Ultimately, gamers should nab this unexpectedly cohesive and compelling release without hesitation, while non-gamers and adult animation aficionados alike should give it a rent before sinking cash into what’s essentially a companion piece to another story. Fans of ‘Dead Space’ will find a lot to love in ‘Downfall,’ but the uninitiated won’t be swayed so easily.
Crisp, clean, and faithful to the animators’ efforts, ‘Dead Space: Downfall’ boasts a 1080p/AVC-encoded transfer that offers fans an excellent technical rendering of the production. Colors are bold and vibrant, blacks are inky and nicely resolved, and contrast is strong. The animation itself occasionally leaves a lot to be desired, but compared to the film’s bland SD release, this BD edition delivers a staggering upgrade. Better still, the animated lineart is sharp and detailed, the various textures and background details scattered throughout the Ishimura are impressive, and the CG-enhanced elements of the film look fantastic. Finally, these detail aren’t marred by source noise, artifacting, or other intrusive digital clutter.

_Extracted data_
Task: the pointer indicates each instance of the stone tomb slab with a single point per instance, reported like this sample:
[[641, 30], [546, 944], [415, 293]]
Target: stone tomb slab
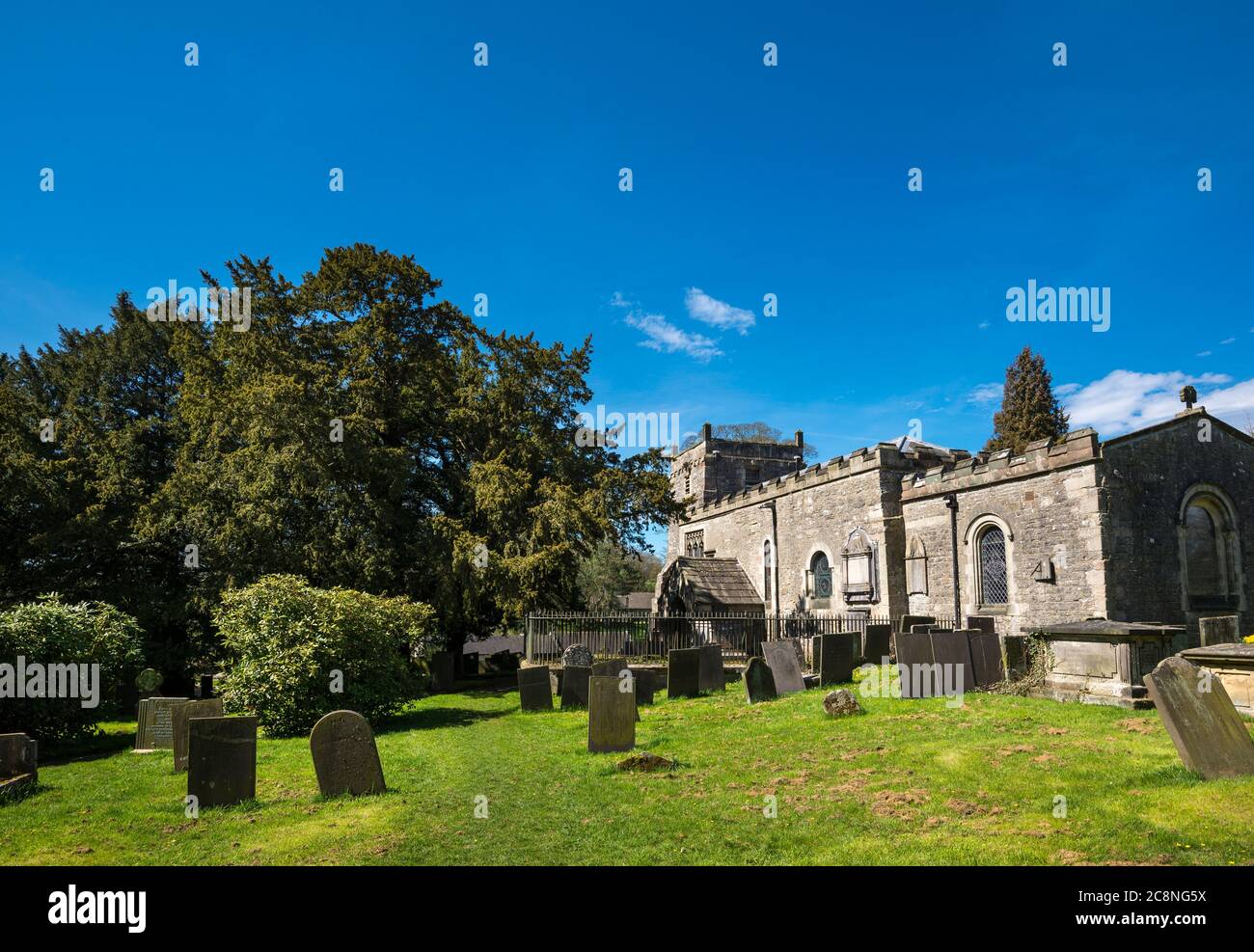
[[710, 676], [179, 715], [611, 717], [155, 727], [759, 681], [915, 665], [780, 656], [222, 760], [1208, 733], [534, 689], [575, 686], [684, 672], [345, 755]]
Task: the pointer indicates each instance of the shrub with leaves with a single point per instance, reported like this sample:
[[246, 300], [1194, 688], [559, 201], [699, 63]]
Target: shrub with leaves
[[51, 633], [293, 645]]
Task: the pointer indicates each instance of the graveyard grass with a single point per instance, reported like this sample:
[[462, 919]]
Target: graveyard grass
[[907, 783]]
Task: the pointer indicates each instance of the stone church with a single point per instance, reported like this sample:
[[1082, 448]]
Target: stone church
[[1157, 525]]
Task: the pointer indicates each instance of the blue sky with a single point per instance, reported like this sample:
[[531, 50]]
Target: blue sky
[[748, 179]]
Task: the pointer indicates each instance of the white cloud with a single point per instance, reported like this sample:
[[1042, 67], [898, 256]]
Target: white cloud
[[718, 313], [1127, 400], [664, 337]]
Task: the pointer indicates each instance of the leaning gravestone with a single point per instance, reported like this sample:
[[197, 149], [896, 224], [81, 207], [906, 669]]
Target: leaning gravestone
[[835, 658], [155, 726], [577, 656], [684, 672], [710, 676], [1219, 631], [345, 755], [780, 656], [222, 760], [19, 764], [611, 715], [575, 686], [757, 680], [179, 715], [1208, 733], [534, 689]]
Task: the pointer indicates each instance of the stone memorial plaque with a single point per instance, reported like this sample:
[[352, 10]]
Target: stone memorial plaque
[[345, 755], [1208, 733], [611, 717], [835, 658], [757, 680], [222, 760], [1219, 631], [986, 658], [155, 726], [575, 686], [710, 676], [915, 665], [780, 656], [684, 672], [179, 715], [534, 689]]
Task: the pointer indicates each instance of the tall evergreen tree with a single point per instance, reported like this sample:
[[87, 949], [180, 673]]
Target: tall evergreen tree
[[1029, 410]]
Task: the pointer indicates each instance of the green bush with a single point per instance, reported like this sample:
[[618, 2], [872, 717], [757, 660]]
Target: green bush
[[287, 639], [49, 633]]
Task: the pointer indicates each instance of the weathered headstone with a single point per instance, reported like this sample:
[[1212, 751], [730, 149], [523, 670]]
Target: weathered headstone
[[1208, 733], [986, 658], [222, 760], [577, 656], [684, 672], [19, 764], [710, 676], [611, 715], [345, 755], [835, 658], [155, 726], [179, 715], [534, 689], [1219, 631], [757, 680], [915, 665], [780, 656], [575, 686]]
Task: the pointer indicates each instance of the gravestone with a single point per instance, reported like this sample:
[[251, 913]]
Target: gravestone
[[684, 672], [986, 656], [1219, 631], [577, 656], [575, 686], [915, 665], [534, 689], [877, 643], [835, 658], [155, 726], [1208, 733], [952, 651], [780, 656], [757, 680], [19, 764], [179, 715], [222, 760], [345, 755], [710, 676], [611, 717]]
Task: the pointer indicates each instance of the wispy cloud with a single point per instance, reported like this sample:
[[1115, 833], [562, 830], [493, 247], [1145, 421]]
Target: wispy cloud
[[664, 337], [718, 313]]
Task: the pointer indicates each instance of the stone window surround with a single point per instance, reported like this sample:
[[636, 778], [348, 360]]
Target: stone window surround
[[969, 541]]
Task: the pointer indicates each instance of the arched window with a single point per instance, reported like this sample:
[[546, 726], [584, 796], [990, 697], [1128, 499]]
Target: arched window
[[991, 555]]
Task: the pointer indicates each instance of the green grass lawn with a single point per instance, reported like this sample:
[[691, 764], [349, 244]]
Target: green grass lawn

_Work order A_
In the review of the "Dead Space: Downfall" Blu-ray, what kind of transfer does the disc have?
_Work order B_
According to the review of the "Dead Space: Downfall" Blu-ray, why should non-gamers and fans of adult animation rent the release before buying it?
_Work order C_
Continue the review of the "Dead Space: Downfall" Blu-ray from its last sentence.

_Response box A_
A 1080p/AVC-encoded transfer.

_Response box B_
They should rent it first because it is essentially a companion piece to another story. The review adds that fans of "Dead Space" will find a lot to love, but newcomers won't be won over so easily.

_Response box C_
The only issue I had was one I have with the majority of animated features available on Blu-ray: color banding. While I’ve come to expect it, there’s nothing worse than seeing a pool of blood or beam of light divided into four or five separate distinct colors. Ah well. Animation fans will be happy with the transfer’s reliability, confidence, and technical strength.
Anchor Bay’s noteworthy Dolby TrueHD 5.1 surround track also makes a fine addition to this release, especially considering the limited, low-budget nature of the film’s original sound design. Aside from a few negligible exceptions, dialogue is crystal clear, ambience is ever-present and immersive, and the various channels are kept quite busy with the crowds of attacking Necromorphs and the distant screams of their victims. Low-end LFE support isn’t as consistent as I would have hoped, but several effects (including the groaning plates of the Ishimura and the crumbling chunks of rock being pulled from the planet) pack some serious punch. On the technical front, channel pans are transparent, directionality is predictably loose but decent overall, and prioritization does a good job balancing the competing elements of the film’s soundscape.
’Dead Space: Downfall’ features an atmospheric surround track punctuated with bursts of chaotic activity. Had more time been invested in its design, this TrueHD experience would have been amazing. Still, factoring in the production budget and nature of the project makes its shortcomings easier to swallow.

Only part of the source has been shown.